# Task to carry out
Exactly the lines from the one holding "[409, 152], one" through the final line of the data are wanted, copied as written.

# Materials provided
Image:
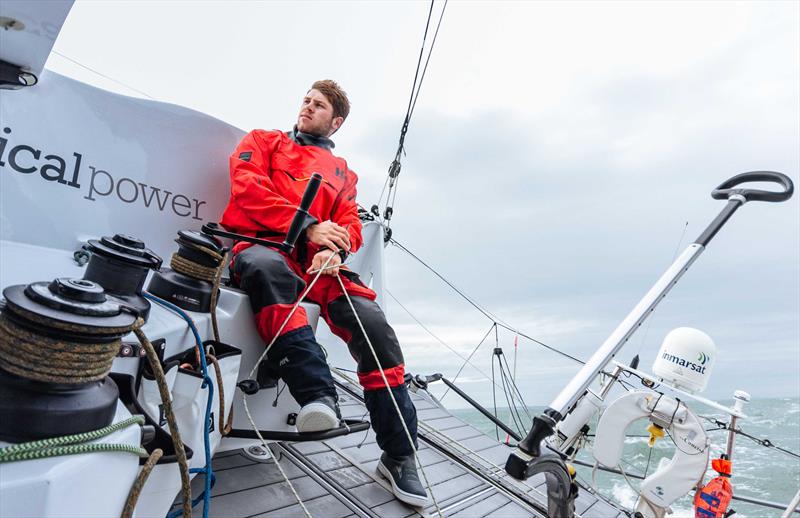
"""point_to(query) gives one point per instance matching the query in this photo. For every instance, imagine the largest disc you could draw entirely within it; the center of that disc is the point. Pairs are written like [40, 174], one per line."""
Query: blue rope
[207, 472]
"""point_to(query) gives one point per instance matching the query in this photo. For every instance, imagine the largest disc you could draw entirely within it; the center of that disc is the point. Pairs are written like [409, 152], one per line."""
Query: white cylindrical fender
[687, 466]
[674, 477]
[613, 424]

# Finished task
"""point_to(query) gives one point per instance matching the query in this photo. For every instance, imagine the largest disc you could draw entirely within it; the center of that disc is the point. Pairs are written like [409, 152], one per line."""
Query: white cylindrical fender
[687, 466]
[674, 477]
[613, 424]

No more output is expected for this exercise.